**** Trecho exibido ****
Moradora da Barra da Tijuca, na Zona Oeste do Rio, Camila utiliza cadeira de rodas desde os 13 anos. No entanto, os primeiros sinais da condição surgiram ainda na infância, aos cinco anos, quando começou a apresentar alteração na marcha. A família percorreu um longo caminho até obter um diagnóstico definitivo.

“Procuramos ortopedistas, fizemos raio-X de membros inferiores, quadril… mas nada aparecia. Só que foi piorando. Aos oito anos, ela perdeu a coordenação motora fina e, aos dez, precisou trocar os cadernos pelo computador”, conta a mãe, Cátia Aparecida Borges Belo de Moraes.

Foi apenas em 2023 que os médicos chegaram ao diagnóstico correto: DYT-28, também conhecida como KMT2B-related dystonia ou distonia 28 de início na infância, uma distonia genética extremamente rara, que afeta o controle motor e provoca rigidez muscular e movimentos involuntários.
****
* O que fazer:
Reproduza sem alterações a parte do trecho exibido que se inicia nas palavras contendo "Foi apenas em" e se encerra em "e movimentos involuntários.".
**** Informações fornecidas ****
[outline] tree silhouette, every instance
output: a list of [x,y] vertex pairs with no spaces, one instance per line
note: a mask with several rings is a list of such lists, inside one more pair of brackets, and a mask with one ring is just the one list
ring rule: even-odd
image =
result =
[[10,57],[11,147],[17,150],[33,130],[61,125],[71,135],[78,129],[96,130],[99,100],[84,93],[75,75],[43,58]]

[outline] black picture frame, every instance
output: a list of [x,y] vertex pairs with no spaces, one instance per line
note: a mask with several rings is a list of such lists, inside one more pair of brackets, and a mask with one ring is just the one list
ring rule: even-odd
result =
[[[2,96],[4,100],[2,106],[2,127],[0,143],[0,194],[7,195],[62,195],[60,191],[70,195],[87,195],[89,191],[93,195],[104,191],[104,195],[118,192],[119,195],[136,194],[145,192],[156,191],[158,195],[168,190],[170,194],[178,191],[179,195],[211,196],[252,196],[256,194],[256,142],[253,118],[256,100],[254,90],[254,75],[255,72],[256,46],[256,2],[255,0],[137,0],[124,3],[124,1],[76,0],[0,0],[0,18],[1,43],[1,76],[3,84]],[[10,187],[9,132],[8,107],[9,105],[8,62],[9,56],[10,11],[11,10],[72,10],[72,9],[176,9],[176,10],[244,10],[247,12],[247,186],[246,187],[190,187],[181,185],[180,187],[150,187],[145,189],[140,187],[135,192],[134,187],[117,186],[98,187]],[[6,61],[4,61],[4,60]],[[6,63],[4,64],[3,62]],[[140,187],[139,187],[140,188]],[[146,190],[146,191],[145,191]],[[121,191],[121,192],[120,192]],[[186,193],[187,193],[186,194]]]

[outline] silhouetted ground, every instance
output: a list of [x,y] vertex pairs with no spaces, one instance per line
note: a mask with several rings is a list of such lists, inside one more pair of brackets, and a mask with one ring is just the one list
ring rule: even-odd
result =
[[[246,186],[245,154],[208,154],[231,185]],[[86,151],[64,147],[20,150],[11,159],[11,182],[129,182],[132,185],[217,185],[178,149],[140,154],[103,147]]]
****
* Resultado:
Foi apenas em 2023 que os médicos chegaram ao diagnóstico correto: DYT-28, também conhecida como KMT2B-related dystonia ou distonia 28 de início na infância, uma distonia genética extremamente rara, que afeta o controle motor e provoca rigidez muscular e movimentos involuntários.